(Beginning of Exercise data)

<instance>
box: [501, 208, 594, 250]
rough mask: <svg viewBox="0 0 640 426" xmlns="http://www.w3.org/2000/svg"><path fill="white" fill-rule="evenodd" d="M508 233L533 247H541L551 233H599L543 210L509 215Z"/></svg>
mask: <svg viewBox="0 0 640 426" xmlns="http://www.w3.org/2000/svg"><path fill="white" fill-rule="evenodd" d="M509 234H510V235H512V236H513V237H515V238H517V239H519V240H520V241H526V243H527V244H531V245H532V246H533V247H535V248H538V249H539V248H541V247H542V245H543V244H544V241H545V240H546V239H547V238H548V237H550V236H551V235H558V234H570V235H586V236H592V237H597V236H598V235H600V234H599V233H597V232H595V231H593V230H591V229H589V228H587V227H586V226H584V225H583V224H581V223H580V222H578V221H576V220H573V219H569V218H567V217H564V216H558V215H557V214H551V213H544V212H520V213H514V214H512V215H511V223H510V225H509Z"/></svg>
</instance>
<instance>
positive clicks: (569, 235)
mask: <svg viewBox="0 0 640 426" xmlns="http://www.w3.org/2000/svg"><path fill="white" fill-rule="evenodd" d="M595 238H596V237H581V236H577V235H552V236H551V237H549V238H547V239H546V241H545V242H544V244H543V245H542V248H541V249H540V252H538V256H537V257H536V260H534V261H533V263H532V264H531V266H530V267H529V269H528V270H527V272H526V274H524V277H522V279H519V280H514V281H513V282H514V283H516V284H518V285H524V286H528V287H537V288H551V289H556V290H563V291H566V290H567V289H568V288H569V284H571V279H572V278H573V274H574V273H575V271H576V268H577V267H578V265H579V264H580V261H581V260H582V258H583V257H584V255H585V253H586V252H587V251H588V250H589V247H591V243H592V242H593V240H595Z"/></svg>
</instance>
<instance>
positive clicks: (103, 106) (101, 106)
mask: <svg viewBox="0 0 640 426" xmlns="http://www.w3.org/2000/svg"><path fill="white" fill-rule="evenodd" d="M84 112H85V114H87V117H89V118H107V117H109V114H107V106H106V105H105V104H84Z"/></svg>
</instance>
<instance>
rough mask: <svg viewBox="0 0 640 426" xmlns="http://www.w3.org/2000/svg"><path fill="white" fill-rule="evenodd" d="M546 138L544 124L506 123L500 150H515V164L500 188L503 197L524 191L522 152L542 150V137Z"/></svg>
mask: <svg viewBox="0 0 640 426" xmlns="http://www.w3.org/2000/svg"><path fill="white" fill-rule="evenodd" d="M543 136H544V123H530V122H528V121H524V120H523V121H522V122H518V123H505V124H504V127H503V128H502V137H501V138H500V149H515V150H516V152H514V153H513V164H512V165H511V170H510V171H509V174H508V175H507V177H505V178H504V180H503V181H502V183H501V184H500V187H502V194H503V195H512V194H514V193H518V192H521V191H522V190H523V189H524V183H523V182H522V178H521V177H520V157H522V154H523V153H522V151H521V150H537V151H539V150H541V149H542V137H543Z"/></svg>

(End of Exercise data)

## [The problem]
Repeat the data exactly as it was given above.

## [Answer to this exercise]
<instance>
box: [501, 208, 594, 250]
rough mask: <svg viewBox="0 0 640 426" xmlns="http://www.w3.org/2000/svg"><path fill="white" fill-rule="evenodd" d="M508 233L533 247H541L551 233H599L543 210L509 215Z"/></svg>
mask: <svg viewBox="0 0 640 426" xmlns="http://www.w3.org/2000/svg"><path fill="white" fill-rule="evenodd" d="M509 234H510V235H512V236H513V237H515V238H517V239H519V240H520V241H526V243H527V244H531V245H532V246H533V247H535V248H538V249H539V248H541V247H542V245H543V244H544V241H545V240H546V239H547V238H548V237H550V236H551V235H558V234H570V235H586V236H592V237H597V236H598V235H600V234H599V233H597V232H595V231H593V230H591V229H589V228H587V227H586V226H584V225H583V224H581V223H580V222H578V221H576V220H573V219H569V218H567V217H564V216H558V215H557V214H551V213H544V212H520V213H514V214H512V215H511V223H510V225H509Z"/></svg>
</instance>
<instance>
positive clicks: (569, 235)
mask: <svg viewBox="0 0 640 426" xmlns="http://www.w3.org/2000/svg"><path fill="white" fill-rule="evenodd" d="M595 238H596V237H581V236H577V235H552V236H551V237H549V238H547V239H546V241H545V242H544V244H543V245H542V248H541V249H540V252H538V256H537V257H536V260H534V261H533V263H532V264H531V266H530V267H529V269H528V270H527V272H526V274H524V277H522V279H519V280H514V281H513V282H514V283H516V284H518V285H524V286H528V287H537V288H551V289H556V290H563V291H566V290H567V289H568V288H569V284H571V279H572V278H573V274H574V273H575V271H576V268H577V267H578V265H579V264H580V261H581V260H582V258H583V257H584V255H585V253H586V252H587V251H588V250H589V247H591V243H592V242H593V240H595Z"/></svg>
</instance>
<instance>
positive clicks: (103, 106) (101, 106)
mask: <svg viewBox="0 0 640 426" xmlns="http://www.w3.org/2000/svg"><path fill="white" fill-rule="evenodd" d="M84 112H85V114H87V117H89V118H107V117H109V114H107V106H106V105H105V104H84Z"/></svg>
</instance>
<instance>
rough mask: <svg viewBox="0 0 640 426" xmlns="http://www.w3.org/2000/svg"><path fill="white" fill-rule="evenodd" d="M546 138L544 124L506 123L500 150H515V164L500 188L503 197L524 191L522 152L542 150V137Z"/></svg>
mask: <svg viewBox="0 0 640 426" xmlns="http://www.w3.org/2000/svg"><path fill="white" fill-rule="evenodd" d="M543 136H544V123H530V122H528V121H524V120H523V121H522V122H518V123H505V124H504V127H503V128H502V137H501V138H500V149H515V150H516V152H514V153H513V164H512V165H511V170H510V171H509V174H508V175H507V177H505V178H504V180H503V181H502V183H501V184H500V187H502V194H503V195H512V194H514V193H518V192H521V191H522V190H523V189H524V183H523V182H522V178H521V177H520V157H522V154H523V153H522V151H521V150H537V151H539V150H541V149H542V137H543Z"/></svg>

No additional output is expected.